(TASK INPUTS Opens)

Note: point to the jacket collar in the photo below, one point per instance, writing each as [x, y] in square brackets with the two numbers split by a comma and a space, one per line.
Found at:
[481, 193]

(TASK INPUTS Closes)
(TASK INPUTS Opens)

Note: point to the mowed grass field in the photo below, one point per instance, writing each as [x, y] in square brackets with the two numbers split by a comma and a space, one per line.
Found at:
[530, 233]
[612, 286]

(TASK INPUTS Closes)
(TASK INPUTS Opens)

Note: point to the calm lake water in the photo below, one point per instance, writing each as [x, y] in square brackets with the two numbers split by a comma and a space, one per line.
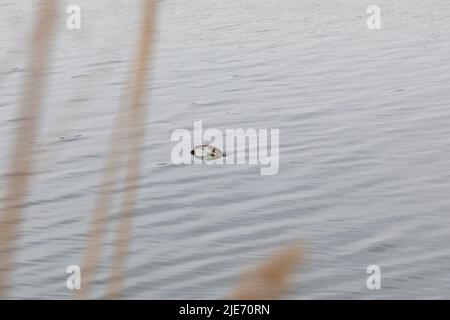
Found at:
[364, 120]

(TASK INPUTS Closes)

• **INSTRUCTIONS FOR THE TASK**
Counting only lines that hold "instance", report how many there are in the records above, as a bare number.

• **SOLUTION FOR THIS TASK**
3